Location identification entries
===

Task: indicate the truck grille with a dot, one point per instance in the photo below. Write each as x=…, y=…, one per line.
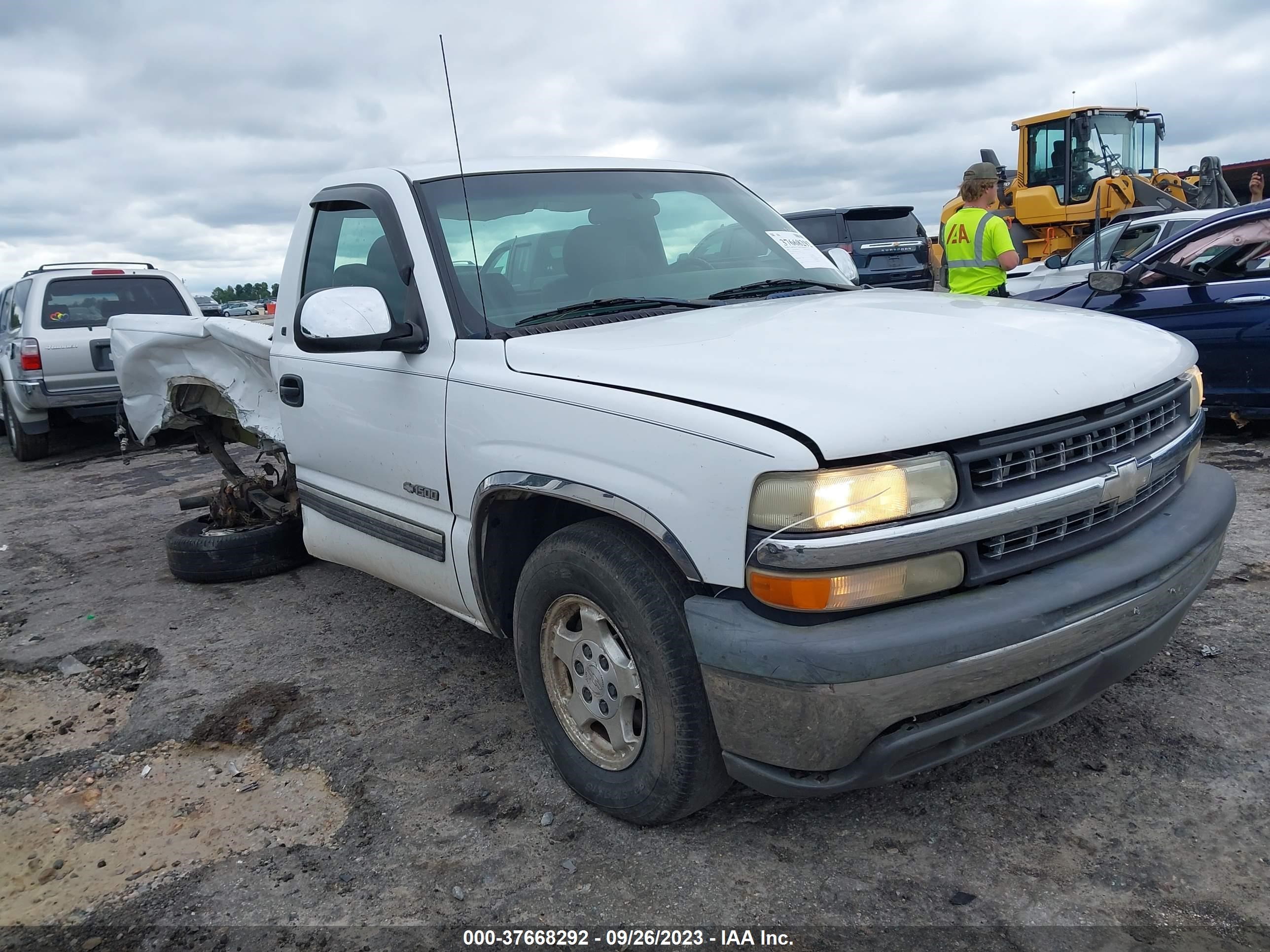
x=1058, y=530
x=1035, y=461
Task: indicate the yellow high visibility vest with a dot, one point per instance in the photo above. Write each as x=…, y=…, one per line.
x=962, y=238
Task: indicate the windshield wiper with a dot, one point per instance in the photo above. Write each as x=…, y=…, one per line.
x=607, y=304
x=765, y=287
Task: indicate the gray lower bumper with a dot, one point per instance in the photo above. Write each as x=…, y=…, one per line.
x=37, y=397
x=827, y=697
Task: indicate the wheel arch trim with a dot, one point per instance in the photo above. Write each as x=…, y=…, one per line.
x=499, y=484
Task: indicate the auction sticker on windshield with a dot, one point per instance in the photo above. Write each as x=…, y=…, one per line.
x=799, y=249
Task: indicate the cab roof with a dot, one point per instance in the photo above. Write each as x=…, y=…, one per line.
x=479, y=167
x=1064, y=113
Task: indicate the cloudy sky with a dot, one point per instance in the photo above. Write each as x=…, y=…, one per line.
x=190, y=134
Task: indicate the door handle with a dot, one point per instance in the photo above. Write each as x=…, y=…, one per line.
x=291, y=389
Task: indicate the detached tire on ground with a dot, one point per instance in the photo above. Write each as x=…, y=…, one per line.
x=201, y=552
x=610, y=675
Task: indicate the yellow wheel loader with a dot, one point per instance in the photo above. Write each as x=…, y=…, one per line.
x=1080, y=168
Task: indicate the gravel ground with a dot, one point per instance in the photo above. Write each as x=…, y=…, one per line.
x=1141, y=821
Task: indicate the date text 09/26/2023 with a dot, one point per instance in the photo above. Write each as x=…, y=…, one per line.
x=628, y=938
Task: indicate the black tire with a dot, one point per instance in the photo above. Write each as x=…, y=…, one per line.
x=193, y=555
x=678, y=768
x=25, y=446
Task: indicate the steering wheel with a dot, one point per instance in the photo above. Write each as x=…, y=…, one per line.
x=684, y=261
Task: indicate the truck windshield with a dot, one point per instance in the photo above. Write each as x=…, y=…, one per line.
x=548, y=240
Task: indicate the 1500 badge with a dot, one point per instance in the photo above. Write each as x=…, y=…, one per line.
x=422, y=492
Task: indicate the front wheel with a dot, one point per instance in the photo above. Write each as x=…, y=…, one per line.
x=610, y=675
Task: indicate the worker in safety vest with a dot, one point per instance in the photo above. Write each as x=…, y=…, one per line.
x=977, y=247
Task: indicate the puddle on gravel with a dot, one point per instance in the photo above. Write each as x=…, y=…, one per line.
x=49, y=713
x=74, y=842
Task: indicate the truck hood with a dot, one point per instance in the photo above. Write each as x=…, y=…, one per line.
x=870, y=371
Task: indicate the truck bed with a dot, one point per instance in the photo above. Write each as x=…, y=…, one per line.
x=175, y=369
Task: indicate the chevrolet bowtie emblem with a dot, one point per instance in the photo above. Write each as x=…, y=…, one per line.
x=1126, y=481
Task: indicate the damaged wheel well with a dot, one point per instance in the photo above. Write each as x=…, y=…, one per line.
x=511, y=523
x=511, y=527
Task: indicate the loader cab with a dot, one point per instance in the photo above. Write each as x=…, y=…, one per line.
x=1072, y=149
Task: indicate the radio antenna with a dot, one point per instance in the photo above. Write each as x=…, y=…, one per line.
x=462, y=182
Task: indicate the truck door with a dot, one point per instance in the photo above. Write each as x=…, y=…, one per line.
x=366, y=429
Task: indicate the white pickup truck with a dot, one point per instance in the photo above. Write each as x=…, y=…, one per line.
x=741, y=518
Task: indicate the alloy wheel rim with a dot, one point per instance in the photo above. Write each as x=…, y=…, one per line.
x=592, y=682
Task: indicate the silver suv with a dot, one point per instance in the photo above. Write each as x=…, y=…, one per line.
x=56, y=347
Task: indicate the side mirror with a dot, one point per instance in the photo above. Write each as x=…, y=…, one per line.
x=352, y=319
x=1108, y=282
x=845, y=263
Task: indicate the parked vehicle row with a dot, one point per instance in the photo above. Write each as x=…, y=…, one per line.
x=1208, y=283
x=887, y=243
x=56, y=345
x=1116, y=243
x=741, y=518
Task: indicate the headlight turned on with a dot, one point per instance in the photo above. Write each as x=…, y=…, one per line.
x=844, y=589
x=860, y=495
x=1197, y=381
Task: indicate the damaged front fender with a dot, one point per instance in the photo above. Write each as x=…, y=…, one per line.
x=176, y=373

===

-- GOAL --
Rewrite all of the records with "indicate" changed to "mark" everywhere and nothing else altered. Omit the pictures.

-- WRITTEN SOLUTION --
Task: mark the truck grille with a dot, one point per instance in the photo below. Write each as x=…, y=…, one per line.
x=1058, y=530
x=1035, y=461
Task: mark the yellow high visibility vest with a dot, one point per instance in the photo above. Write each as x=…, y=…, one per line.
x=962, y=238
Task: mark the windshield wiper with a dot, one point per instance in the photo above. Write each as x=…, y=…, one per line.
x=607, y=304
x=765, y=287
Task: mark the gray lower bumper with a dot, one point per instance in the photo above. Write each as x=…, y=…, one per line.
x=37, y=397
x=827, y=697
Task: mark the wheel arch trim with a dot, one point per instance in the photo above. Write each as x=…, y=…, one per line.
x=499, y=484
Task: mark the auction sticker on windshield with a dot, one point per instance in the photo above. Write each as x=…, y=…, one per line.
x=799, y=249
Task: mark the cab roof with a dot, one point per instance in the photo above. Write each as x=…, y=…, one per line.
x=479, y=167
x=1064, y=113
Task: mark the cloudy sky with a dot, one point per instance in the photo above. Write each as x=…, y=…, one per line.
x=190, y=134
Task: mark the door handle with a dot, one point per instance in the photo above. Write each as x=…, y=…, one per line.
x=291, y=389
Task: mark the detached tire on ground with a dot, one point per instance in the photo above. Write each as x=…, y=…, one per line.
x=201, y=552
x=610, y=675
Task: mark the yellow wheel loader with a dot, one point per instance in the photo above. Write each as x=…, y=…, one per line.
x=1080, y=168
Task: mark the gravel ground with a dot, one point per instance in the photo above. Write each as x=…, y=…, one per line.
x=1141, y=821
Task: mark the date text 09/26/2023 with a dot, one point per instance in the photo above. Write each as x=…, y=…, one per line.
x=628, y=938
Task: mark the black tire with a dot, one point per instance in the photo above. Write each as x=…, y=…, one per line.
x=193, y=555
x=678, y=768
x=25, y=446
Task: mark the steering wheel with a dot, one point per instance in the photo above. Write each as x=…, y=…, one per line.
x=684, y=261
Task: mark the truck windshield with a dot, one point per instance in the photo above. Write each as x=…, y=…, one per line.
x=548, y=240
Task: mark the 1500 badge with a dot, one point per instance in the photo above. Write each as x=…, y=…, one per line.
x=422, y=492
Task: mark the front wheel with a dot, one point per instance in the photo above. Write each as x=…, y=…, one per line.
x=610, y=675
Task: mark the worker in safety vest with a dot, one point per instance in the photo above. Write each as x=…, y=…, one per line.
x=977, y=247
Task: mark the puddle on gravel with a dot, one point per instance in the photo above. Write each as x=…, y=…, one per line.
x=49, y=713
x=74, y=842
Task: mark the truck hood with a dot, one point per instance in the photo above. Write each as x=…, y=…, one per line.
x=870, y=371
Task: mark the truck bed with a dot, one point per instance in the photo above. Write each as x=…, y=…, one per line.
x=175, y=369
Task: mark the chevrolet bowtie emblem with a dot, one point per instance in the photo above. Write each as x=…, y=…, one per line.
x=1126, y=481
Task: mark the damaged wheel well with a dot, one point per instance in the photo above. Write each as x=…, y=…, one per line.
x=511, y=523
x=511, y=527
Task: mark the loader cab with a dot, one point per instance in the photo above. Write each as x=…, y=…, one per line.
x=1072, y=149
Task: mark the radio antenna with a dot, one point per instance in the photo above. Write each as x=…, y=…, one per line.
x=462, y=182
Task: mark the truck door with a dot, one point per instance in the photo above. Write each as x=…, y=…, one per line.
x=366, y=429
Task: mark the white pickup truck with a dot, one point per instance in the photo above. Write each as x=…, y=…, one per line.
x=741, y=518
Task: mark the alloy wheel rim with a dot, one point per instance in the photo above. Write each as x=…, y=…, one per line.
x=592, y=682
Task: mark the silver suv with a dot, one point per instance in the photo above. Write each as x=…, y=…, one per line.
x=56, y=347
Task: mark the side mirror with a dot, one point per instance in the photo above. Write each as x=…, y=…, one per line.
x=352, y=319
x=1108, y=282
x=845, y=263
Task: mark the parked vehicle row with a dot, one point per instance in the photo above. Write each as x=…, y=…, one per line.
x=1208, y=283
x=887, y=243
x=56, y=345
x=1116, y=243
x=741, y=518
Task: mark the headlight turned on with a dot, one point per instance in the photo above. Write each as x=…, y=…, one per line.
x=844, y=589
x=860, y=495
x=1197, y=381
Task: mark the damaged front fender with a dot, one point per instance in the photo above. Write each as x=…, y=…, one per line.
x=176, y=373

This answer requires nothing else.